#### Short exercise:
Find each line in the records below that contains the string "girl" and copy those lines out in full.

#### The records:
▶

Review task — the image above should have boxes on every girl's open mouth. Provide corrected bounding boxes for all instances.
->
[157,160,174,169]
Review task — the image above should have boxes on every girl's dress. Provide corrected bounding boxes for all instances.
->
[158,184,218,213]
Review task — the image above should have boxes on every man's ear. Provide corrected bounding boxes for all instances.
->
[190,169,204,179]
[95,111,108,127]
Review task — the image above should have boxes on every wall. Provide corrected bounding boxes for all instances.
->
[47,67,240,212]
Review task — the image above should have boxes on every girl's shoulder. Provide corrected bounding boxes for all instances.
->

◀

#### Solution to this task:
Review task — the image above should have boxes on every girl's open mouth. Provide corrected bounding boxes for all instances.
Review task — the image above should have boxes on every girl's dress. Provide corrected bounding boxes for all instances.
Review task — the image above should have boxes on every girl's shoulder. Provide corrected bounding boxes for all instances.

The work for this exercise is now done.